■ **RECORD SET**
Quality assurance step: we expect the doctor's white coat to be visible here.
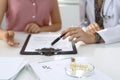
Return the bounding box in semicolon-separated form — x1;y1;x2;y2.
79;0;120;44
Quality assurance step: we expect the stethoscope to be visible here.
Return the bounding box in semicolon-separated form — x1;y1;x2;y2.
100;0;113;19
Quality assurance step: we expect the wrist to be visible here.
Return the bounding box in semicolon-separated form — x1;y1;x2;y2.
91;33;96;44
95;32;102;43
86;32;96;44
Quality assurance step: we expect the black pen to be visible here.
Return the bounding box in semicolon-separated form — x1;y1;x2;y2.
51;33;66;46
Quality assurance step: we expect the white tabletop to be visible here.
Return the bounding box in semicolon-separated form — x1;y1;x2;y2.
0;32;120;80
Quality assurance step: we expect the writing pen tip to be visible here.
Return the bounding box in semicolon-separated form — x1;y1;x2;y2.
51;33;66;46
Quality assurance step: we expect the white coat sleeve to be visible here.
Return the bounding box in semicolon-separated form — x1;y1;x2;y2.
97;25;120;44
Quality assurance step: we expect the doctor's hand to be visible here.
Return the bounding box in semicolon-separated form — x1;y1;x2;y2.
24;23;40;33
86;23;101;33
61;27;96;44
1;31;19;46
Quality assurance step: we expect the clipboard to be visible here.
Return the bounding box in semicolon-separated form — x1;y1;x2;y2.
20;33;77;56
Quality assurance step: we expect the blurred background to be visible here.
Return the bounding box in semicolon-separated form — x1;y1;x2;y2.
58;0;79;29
...
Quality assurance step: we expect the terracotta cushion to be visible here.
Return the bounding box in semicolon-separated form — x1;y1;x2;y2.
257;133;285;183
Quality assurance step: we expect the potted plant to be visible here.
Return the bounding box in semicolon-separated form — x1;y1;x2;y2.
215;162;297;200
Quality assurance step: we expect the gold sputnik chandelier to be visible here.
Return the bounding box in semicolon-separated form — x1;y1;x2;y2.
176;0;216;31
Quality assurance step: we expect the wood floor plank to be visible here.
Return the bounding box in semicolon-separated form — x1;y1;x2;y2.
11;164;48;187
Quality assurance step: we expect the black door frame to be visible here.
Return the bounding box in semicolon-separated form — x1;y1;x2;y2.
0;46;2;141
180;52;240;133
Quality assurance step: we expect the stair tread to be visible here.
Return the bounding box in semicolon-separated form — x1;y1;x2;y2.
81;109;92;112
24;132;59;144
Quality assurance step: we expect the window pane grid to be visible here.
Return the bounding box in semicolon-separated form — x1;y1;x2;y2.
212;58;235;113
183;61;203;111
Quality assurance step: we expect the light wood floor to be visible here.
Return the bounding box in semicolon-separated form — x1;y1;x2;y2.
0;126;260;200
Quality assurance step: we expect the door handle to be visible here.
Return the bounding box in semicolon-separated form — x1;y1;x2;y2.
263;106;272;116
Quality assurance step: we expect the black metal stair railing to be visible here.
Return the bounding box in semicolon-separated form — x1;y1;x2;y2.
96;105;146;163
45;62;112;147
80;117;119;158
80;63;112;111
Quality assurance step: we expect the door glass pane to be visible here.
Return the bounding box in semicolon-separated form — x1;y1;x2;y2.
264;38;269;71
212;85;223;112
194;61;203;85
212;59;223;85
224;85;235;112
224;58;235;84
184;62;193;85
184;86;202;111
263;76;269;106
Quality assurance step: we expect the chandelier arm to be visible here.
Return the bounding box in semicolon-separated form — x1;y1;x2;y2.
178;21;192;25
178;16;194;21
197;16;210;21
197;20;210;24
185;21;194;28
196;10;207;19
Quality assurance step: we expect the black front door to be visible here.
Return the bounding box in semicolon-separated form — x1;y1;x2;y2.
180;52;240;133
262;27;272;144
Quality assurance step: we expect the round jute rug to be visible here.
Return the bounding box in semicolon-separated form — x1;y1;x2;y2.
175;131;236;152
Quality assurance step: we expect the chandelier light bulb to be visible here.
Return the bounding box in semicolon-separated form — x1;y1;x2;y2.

■ **WHAT THE TASK ASKS**
Above are records with pictures. Reproduce exactly only the lines from the line with "Quality assurance step: we expect the doctor's white" through the line with "Quality assurance step: we expect the white tabletop", both ends included, and leave the pictures out.

■ **TASK SOLUTION**
Quality assurance step: we expect the doctor's white coat to be visible here.
Return the bounding box in semicolon-separated form — x1;y1;x2;y2.
79;0;120;44
Quality assurance step: we expect the stethoscope to be visible here.
Return the bounding box in semicolon-separated form — x1;y1;x2;y2.
100;0;113;19
Quality assurance step: we expect the wrist to be visible here.
Return the bounding box in semicolon-separated form — x1;y1;x2;y2.
91;33;96;44
95;32;102;43
86;32;96;44
Quality assurance step: we expect the black pen to be visible here.
Return the bounding box in semicolon-separated form — x1;y1;x2;y2.
51;33;66;46
Quality assurance step: we expect the white tabletop to be visible here.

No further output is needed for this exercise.